**題目 1:** 把這篇姓名資料分析文本中以「雖然說 words.txt」開頭的段落改寫成簡短的條列，保留主要事實。
**題目 2:** 請逐字引用這篇姓名資料分析文本的一段：從含有「Entropy (information theory)」的字句起，到「低，則意味著傳輸的資訊越少。」為止。
**題目 3:** 列出這篇姓名資料分析文本的表格中，每一列開頭的統計項目名稱。

雖然說 words.txt 裡面涵蓋到人口調查中真實名字的比例蠻高的，但只有佔所有資料 9.14% ，有其他三十幾萬的資料都是無意義的字，在真實電話簿中不會有這樣的情形出現，整份資料當成電話簿中的姓名我想是不適合的。

然後順手用同樣的程式碼做了 ./dictionary/all-names.txt 的分析，這份資料裡面有 24% 左右是真實姓名，雖然比上一份資料的真實姓名多，而且有重複的姓氏或名字，但是數量太少，如果要當作有按照真實比例的 dataset 還是不太夠

	人口調查	all-names.txt
總人數	6290251	16751
非真實姓名	0	12705
姓氏總數	6290251	6851
女性名字	3184399	5514
男姓名字	3003954	2048
女姓名字所佔總數比例	50.62%	32.92%
男姓名字所佔總數比例	47.76%	12.23%

研究如何使用熵分析

Entropy (information theory) : entropy (more specifically, Shannon entropy) is the expected value (average) of the information contained in each message. 'Messages' can be modeled by any flow of information.

在資訊理論裡面，熵是對不確定性的測量。但是在資訊世界，熵越高，則能傳輸越多的資訊，熵越低，則意味著傳輸的資訊越少。

**所附資料行:**
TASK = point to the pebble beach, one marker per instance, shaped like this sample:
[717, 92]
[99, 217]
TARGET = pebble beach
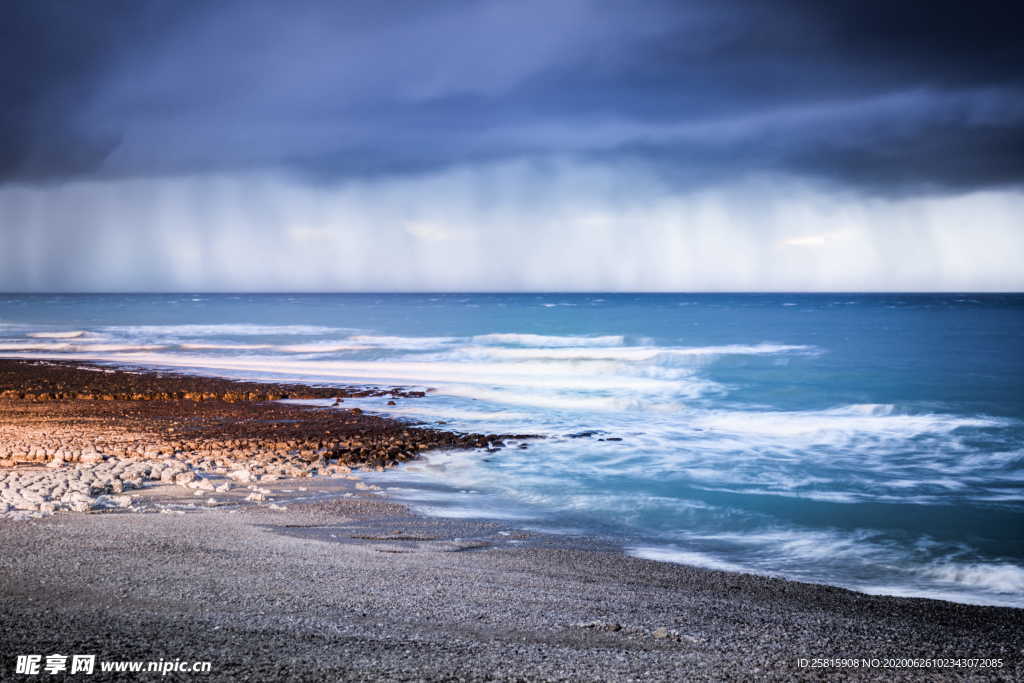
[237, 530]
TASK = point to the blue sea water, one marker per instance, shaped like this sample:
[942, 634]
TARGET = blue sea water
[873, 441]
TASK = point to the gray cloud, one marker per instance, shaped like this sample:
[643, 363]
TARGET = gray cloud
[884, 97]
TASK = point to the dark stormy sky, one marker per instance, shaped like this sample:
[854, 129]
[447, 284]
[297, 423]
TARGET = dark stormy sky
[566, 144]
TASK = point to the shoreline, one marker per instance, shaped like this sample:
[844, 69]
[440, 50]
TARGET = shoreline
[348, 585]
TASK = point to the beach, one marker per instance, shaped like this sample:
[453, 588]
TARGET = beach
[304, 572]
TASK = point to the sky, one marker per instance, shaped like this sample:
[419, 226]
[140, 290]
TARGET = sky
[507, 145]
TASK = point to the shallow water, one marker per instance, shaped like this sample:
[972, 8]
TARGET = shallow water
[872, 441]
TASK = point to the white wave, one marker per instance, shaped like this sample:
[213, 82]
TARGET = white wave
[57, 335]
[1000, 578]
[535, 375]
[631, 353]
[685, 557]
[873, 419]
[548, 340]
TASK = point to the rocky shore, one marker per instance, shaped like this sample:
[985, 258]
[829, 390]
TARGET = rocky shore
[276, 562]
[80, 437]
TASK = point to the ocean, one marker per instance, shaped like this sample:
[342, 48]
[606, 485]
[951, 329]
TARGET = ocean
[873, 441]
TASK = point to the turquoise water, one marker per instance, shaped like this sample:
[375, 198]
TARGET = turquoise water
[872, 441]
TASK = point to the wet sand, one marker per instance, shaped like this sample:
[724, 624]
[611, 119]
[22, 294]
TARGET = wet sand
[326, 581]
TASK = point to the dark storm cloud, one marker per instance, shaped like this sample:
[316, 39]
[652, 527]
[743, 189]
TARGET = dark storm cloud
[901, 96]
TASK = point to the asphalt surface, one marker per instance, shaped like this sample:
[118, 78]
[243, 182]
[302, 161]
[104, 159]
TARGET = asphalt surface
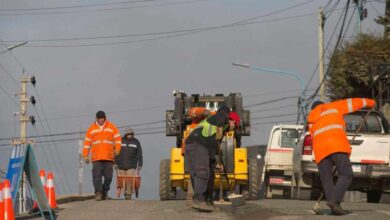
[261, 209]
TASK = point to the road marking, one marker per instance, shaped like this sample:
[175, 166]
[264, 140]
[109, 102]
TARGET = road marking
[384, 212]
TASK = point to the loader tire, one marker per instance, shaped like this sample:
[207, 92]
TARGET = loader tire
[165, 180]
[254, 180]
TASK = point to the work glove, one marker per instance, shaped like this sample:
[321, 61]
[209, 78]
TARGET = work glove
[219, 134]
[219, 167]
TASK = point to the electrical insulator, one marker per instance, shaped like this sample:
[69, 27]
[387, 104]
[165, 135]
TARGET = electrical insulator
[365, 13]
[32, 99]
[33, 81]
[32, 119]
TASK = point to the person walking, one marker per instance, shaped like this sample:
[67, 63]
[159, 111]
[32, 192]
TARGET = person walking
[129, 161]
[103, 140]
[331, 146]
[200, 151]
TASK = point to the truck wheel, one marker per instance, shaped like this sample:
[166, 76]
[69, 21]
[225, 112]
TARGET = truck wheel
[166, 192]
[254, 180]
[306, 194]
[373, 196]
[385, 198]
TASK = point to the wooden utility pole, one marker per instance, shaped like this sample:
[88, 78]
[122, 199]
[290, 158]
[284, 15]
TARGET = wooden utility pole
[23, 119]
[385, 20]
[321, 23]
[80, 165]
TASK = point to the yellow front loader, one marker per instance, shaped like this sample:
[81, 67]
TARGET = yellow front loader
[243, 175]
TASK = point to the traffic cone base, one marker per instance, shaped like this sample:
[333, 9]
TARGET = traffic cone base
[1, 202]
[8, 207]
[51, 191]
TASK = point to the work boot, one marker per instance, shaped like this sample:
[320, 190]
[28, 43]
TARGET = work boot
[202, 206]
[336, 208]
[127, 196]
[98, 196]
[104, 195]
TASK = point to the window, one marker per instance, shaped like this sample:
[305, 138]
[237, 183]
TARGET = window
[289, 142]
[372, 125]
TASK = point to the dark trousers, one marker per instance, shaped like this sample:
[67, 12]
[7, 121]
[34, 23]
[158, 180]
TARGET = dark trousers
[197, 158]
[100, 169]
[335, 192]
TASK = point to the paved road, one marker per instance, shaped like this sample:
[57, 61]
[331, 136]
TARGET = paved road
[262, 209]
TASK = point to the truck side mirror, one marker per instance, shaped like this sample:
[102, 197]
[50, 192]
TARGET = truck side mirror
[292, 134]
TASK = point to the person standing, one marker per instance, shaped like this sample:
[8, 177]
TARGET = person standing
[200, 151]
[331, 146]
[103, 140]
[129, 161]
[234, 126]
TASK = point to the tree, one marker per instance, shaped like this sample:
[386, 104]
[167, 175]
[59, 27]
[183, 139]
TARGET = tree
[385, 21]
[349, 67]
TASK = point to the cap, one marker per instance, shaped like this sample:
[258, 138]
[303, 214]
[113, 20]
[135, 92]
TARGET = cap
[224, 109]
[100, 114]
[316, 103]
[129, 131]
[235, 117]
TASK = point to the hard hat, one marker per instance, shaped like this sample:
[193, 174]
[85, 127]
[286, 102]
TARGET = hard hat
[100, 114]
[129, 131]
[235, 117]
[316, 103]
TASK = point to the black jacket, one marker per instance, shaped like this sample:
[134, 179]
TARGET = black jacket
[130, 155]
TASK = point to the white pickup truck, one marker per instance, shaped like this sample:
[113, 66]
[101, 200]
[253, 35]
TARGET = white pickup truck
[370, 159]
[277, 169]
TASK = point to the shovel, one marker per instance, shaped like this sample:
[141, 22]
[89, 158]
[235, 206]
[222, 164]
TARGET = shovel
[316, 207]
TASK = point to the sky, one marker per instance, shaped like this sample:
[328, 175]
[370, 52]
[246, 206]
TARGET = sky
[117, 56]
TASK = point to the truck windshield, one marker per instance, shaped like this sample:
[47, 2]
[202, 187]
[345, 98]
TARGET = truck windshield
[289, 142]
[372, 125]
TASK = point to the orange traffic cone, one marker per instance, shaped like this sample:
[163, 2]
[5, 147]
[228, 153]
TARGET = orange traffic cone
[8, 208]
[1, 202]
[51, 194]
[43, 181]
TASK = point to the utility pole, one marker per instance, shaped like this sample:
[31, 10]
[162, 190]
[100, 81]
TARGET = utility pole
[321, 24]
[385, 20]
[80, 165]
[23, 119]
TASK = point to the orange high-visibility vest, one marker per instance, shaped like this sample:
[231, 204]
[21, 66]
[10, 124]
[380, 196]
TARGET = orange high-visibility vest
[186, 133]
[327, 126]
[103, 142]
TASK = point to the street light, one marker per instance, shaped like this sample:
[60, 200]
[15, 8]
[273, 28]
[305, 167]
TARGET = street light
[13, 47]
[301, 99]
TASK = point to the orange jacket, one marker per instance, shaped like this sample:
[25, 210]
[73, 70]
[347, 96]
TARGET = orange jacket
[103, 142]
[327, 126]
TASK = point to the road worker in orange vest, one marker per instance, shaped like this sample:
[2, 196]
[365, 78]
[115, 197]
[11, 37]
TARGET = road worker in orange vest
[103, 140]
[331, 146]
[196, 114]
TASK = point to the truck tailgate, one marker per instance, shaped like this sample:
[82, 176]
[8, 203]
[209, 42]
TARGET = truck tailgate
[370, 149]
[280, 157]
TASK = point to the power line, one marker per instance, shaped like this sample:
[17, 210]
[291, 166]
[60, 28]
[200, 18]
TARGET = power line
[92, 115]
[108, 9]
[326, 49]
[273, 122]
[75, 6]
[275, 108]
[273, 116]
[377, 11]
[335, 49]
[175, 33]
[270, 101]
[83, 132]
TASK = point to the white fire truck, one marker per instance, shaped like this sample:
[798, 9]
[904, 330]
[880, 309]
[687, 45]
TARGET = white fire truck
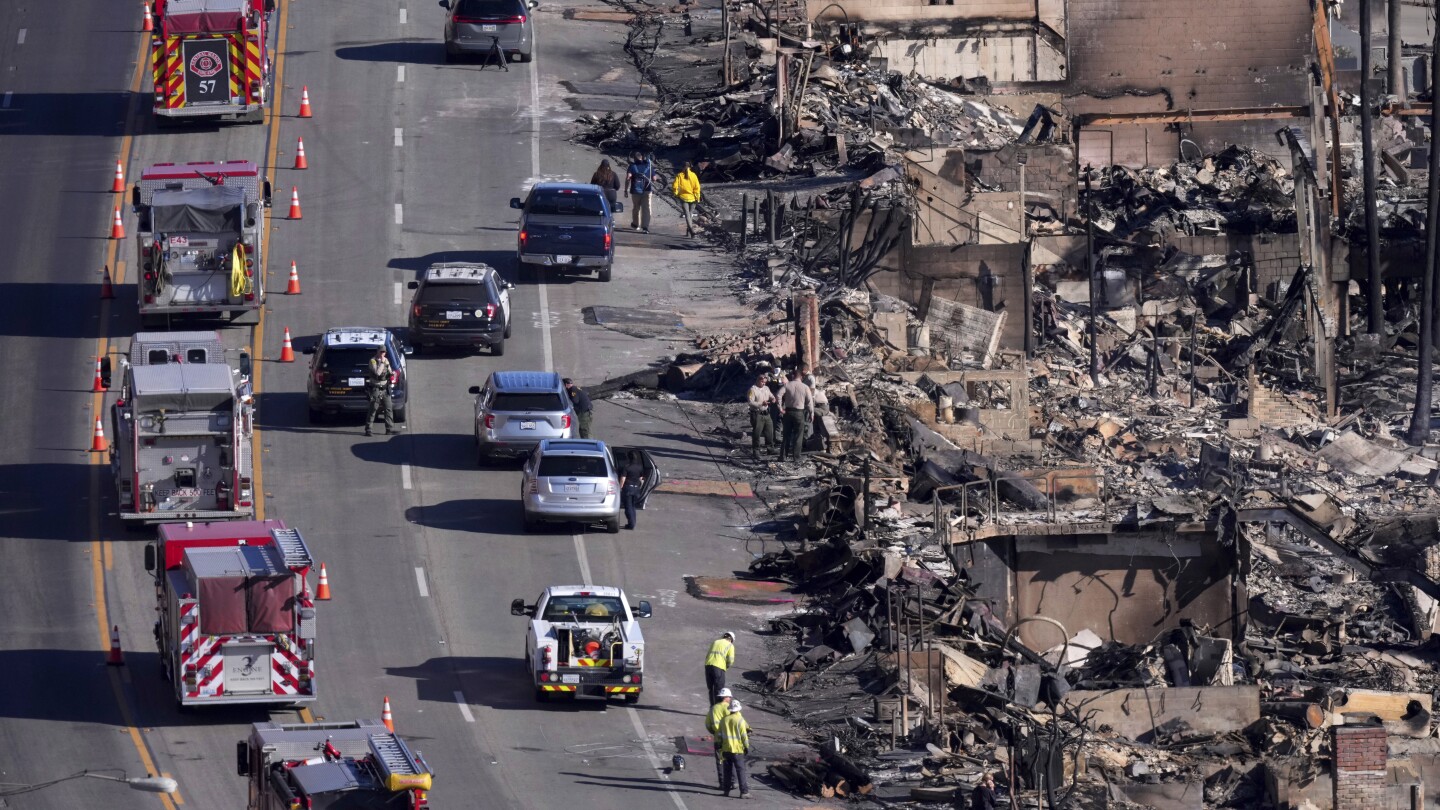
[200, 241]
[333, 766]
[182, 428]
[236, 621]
==
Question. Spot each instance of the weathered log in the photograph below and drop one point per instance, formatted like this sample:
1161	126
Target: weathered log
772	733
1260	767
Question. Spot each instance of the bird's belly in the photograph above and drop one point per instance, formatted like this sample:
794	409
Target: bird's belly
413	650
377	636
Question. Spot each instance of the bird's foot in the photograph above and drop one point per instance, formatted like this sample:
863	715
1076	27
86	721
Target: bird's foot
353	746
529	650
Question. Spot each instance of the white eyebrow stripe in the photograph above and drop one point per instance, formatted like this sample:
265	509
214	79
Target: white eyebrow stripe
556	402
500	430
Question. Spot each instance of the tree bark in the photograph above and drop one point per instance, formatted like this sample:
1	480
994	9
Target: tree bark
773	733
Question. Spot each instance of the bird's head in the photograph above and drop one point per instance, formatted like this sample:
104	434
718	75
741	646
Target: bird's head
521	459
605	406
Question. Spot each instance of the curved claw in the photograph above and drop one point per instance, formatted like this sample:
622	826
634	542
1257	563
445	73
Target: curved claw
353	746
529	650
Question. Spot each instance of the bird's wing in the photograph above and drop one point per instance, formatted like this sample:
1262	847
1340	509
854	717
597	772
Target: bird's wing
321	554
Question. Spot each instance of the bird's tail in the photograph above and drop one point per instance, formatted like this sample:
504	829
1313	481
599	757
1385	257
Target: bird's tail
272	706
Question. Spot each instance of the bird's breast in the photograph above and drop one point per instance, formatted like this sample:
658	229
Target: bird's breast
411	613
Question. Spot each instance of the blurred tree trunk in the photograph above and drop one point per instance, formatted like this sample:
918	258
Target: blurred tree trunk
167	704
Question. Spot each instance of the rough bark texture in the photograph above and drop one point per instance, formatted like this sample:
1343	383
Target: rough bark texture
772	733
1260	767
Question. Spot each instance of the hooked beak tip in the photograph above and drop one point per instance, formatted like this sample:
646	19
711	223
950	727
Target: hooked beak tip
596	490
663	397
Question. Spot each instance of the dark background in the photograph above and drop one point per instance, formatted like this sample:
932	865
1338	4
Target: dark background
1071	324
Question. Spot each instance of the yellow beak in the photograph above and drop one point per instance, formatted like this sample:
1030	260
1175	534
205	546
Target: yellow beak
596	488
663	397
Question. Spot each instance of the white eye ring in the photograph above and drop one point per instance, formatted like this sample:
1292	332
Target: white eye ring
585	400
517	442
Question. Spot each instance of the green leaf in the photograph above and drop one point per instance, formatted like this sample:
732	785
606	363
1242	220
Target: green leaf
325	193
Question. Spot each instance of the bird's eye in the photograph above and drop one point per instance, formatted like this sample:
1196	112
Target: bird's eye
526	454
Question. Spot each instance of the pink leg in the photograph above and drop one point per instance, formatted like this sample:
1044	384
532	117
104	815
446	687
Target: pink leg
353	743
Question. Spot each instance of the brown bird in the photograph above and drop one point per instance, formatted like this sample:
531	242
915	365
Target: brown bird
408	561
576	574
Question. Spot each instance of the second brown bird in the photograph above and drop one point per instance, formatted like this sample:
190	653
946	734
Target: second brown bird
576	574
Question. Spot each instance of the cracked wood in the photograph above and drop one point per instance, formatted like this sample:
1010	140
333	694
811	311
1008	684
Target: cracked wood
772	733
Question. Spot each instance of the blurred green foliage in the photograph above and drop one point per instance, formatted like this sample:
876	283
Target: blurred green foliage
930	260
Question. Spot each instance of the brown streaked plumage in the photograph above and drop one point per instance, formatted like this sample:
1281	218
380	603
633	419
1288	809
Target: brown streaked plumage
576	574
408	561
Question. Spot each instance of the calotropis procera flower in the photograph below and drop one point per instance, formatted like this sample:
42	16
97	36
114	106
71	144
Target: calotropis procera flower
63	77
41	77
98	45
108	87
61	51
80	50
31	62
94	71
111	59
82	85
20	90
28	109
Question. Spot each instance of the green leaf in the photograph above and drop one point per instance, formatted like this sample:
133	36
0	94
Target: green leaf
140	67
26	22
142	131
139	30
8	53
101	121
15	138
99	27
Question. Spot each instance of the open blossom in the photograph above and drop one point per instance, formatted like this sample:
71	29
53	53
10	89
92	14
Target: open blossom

**最終答案 1:**
- words.txt 涵蓋人口調查中真實名字的比例蠻高，但真實名字只佔所有資料的 9.14%。
- 其餘三十幾萬筆資料都是無意義的字，真實電話簿中不會出現這種情形。
- 因此，整份資料不適合當成電話簿中的姓名。

**最終答案 2:**
Entropy (information theory) : entropy (more specifically, Shannon entropy) is the expected value (average) of the information contained in each message. 'Messages' can be modeled by any flow of information.

在資訊理論裡面，熵是對不確定性的測量。但是在資訊世界，熵越高，則能傳輸越多的資訊，熵越低，則意味著傳輸的資訊越少。

**最終答案 3:**
- 總人數
- 非真實姓名
- 姓氏總數
- 女性名字
- 男姓名字
- 女姓名字所佔總數比例
- 男姓名字所佔總數比例